--- DATA PROVIDED Enclosed Below ---
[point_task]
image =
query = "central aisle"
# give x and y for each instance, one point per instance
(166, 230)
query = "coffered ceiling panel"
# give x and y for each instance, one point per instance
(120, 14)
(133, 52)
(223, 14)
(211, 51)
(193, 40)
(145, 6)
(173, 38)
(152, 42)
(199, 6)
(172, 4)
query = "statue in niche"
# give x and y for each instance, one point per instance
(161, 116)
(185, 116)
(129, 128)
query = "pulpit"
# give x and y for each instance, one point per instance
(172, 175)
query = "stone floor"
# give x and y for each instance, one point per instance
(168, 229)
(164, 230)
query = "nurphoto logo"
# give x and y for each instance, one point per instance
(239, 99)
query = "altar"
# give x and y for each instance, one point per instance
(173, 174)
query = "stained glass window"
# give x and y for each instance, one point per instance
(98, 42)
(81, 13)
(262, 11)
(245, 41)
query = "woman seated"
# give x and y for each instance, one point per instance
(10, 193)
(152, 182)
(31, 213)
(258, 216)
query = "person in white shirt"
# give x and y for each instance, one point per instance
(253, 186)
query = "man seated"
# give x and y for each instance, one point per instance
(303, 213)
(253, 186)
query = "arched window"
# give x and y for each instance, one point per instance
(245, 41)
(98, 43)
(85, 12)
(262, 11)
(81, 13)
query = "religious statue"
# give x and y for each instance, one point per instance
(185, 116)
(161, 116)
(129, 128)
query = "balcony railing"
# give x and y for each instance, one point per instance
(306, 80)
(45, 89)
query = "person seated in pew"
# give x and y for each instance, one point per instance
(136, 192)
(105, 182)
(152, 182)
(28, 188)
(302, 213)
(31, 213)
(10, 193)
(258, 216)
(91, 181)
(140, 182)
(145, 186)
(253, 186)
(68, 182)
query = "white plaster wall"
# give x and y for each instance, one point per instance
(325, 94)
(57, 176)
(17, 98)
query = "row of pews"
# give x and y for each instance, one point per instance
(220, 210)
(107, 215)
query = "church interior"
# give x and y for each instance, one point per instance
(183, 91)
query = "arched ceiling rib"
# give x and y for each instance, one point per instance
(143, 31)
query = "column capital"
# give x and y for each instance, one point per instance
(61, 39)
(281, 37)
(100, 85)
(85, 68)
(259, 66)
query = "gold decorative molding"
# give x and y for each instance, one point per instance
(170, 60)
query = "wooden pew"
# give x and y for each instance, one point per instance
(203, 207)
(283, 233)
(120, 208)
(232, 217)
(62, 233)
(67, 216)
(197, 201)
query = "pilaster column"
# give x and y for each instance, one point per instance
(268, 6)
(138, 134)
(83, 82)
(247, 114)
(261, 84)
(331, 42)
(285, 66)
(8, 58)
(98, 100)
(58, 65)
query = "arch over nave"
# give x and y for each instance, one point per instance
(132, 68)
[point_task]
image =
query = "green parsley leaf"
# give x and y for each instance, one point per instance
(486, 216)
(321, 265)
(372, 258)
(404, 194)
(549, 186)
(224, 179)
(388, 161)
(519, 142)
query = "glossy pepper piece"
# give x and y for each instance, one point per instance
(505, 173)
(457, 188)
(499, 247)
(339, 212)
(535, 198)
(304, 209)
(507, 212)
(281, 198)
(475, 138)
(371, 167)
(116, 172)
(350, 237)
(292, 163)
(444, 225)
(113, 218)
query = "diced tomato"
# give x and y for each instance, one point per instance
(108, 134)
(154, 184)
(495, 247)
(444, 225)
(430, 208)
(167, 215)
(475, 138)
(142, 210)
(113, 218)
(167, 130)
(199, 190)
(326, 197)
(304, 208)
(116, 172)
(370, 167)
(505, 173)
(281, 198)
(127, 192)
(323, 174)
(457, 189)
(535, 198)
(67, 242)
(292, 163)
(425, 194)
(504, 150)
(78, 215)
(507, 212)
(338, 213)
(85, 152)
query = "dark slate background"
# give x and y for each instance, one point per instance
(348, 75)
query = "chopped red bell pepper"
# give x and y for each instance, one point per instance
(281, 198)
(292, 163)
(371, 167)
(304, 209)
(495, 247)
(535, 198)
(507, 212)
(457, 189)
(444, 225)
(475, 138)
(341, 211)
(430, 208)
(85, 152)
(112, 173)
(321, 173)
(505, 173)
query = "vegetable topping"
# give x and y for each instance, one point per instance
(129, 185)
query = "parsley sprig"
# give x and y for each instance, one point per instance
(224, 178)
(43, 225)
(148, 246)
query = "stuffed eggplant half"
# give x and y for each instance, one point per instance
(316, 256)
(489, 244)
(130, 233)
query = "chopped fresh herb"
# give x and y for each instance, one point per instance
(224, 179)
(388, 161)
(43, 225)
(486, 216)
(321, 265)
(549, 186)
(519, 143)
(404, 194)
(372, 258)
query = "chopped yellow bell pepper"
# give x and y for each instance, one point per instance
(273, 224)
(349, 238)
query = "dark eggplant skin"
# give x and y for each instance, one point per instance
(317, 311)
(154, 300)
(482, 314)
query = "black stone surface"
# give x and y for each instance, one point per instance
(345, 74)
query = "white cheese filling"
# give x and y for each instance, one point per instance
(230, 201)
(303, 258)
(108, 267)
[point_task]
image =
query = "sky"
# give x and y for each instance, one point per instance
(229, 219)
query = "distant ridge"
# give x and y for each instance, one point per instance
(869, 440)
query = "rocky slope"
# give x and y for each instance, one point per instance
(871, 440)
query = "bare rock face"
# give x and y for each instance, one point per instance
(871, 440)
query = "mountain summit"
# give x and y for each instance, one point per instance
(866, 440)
--- End of Enclosed DATA PROVIDED ---
--- DATA PROVIDED Enclosed Below ---
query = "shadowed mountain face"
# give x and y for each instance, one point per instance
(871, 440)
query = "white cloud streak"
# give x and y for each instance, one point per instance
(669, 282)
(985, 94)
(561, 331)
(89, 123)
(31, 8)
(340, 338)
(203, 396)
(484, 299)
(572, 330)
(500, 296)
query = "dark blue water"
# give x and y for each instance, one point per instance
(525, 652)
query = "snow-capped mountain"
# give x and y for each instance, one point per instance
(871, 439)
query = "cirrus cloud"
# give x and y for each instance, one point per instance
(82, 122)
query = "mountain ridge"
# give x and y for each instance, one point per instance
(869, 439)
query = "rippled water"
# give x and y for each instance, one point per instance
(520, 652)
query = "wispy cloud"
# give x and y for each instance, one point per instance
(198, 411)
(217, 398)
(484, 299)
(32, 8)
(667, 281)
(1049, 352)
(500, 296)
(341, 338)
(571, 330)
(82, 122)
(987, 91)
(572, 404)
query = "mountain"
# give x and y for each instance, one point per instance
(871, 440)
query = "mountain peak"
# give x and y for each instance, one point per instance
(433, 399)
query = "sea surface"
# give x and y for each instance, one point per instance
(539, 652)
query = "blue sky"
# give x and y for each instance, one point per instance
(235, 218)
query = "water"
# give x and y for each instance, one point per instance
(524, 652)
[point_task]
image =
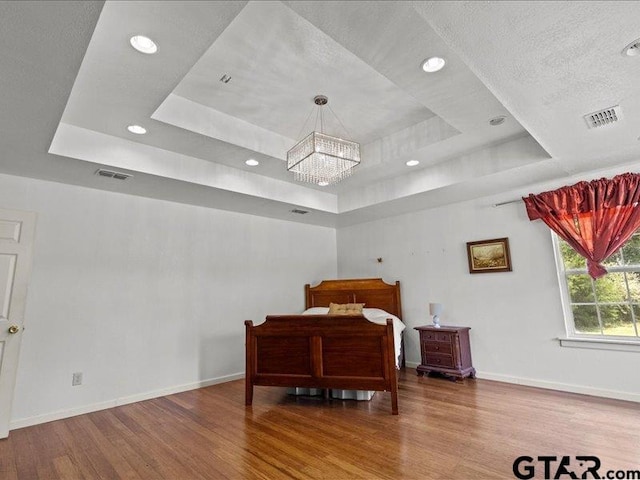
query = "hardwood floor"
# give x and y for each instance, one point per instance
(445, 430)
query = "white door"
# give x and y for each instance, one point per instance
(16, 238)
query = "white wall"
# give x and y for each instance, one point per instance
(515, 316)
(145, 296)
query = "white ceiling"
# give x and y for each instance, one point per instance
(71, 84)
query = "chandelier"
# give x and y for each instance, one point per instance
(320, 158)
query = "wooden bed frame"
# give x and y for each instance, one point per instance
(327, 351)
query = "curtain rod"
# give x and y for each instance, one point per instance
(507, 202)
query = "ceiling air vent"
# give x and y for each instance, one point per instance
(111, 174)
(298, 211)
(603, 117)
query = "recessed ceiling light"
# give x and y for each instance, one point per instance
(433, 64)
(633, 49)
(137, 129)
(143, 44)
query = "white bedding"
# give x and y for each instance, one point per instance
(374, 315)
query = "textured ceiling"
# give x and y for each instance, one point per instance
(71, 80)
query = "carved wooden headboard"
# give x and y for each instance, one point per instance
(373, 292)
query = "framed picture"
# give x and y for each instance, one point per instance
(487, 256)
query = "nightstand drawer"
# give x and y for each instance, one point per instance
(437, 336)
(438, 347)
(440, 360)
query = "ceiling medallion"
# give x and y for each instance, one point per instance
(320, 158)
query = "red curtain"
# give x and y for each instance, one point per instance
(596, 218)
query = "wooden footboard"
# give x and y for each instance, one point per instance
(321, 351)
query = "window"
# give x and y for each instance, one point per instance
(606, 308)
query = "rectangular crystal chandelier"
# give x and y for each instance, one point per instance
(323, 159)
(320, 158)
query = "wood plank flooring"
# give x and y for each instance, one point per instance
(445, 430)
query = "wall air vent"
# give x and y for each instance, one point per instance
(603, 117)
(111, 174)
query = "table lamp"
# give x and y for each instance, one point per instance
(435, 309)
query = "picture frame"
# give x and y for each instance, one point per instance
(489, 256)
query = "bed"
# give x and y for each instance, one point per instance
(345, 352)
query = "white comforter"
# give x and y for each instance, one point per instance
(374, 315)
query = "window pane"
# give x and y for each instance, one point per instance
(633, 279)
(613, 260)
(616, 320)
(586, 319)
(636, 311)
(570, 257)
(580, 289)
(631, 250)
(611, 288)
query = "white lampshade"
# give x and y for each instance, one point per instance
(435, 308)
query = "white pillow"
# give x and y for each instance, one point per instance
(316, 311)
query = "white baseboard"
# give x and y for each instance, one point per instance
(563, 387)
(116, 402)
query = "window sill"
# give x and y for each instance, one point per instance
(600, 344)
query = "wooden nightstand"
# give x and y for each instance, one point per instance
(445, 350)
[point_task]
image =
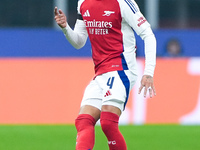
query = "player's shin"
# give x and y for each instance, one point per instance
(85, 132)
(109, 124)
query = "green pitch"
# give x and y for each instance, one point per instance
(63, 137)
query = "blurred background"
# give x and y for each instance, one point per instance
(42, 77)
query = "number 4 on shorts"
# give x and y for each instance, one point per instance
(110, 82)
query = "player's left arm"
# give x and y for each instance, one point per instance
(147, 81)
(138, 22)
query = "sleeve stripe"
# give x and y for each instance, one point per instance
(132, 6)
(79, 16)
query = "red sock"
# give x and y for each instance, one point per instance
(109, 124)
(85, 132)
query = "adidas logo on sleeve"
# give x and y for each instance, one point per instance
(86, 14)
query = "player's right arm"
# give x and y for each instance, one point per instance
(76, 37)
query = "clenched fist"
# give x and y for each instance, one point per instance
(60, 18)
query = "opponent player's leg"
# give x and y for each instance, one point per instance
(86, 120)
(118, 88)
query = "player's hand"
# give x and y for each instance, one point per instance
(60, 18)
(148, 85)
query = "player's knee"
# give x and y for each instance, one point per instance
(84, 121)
--- End of Enclosed DATA PROVIDED ---
» PROBLEM STATEMENT: Would you state how many lines in the listing above contain the word "person"? Reply with the number and no other words.

» EXPECTED ANSWER: 2